*** PROVIDED DATA ***
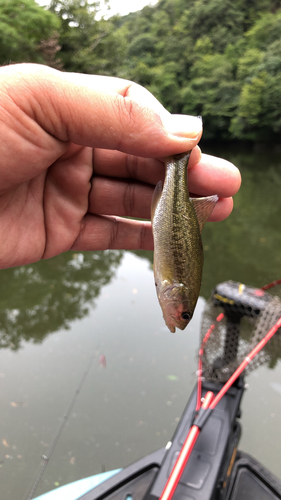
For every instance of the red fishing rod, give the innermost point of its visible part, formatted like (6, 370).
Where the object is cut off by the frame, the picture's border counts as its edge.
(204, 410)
*** End of PROVIDED DATA ***
*** PROVIDED DATA ***
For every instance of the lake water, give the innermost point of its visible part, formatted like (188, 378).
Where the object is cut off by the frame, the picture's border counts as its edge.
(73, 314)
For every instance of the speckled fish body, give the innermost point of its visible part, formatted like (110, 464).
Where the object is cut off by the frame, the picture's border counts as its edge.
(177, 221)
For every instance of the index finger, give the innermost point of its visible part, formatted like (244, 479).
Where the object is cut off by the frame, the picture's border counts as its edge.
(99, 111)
*** End of PROVIDED DATA ***
| WHAT TO WORK ON |
The answer should be only the number of lines in the data that contain the string "formatted".

| SOLUTION BELOW |
4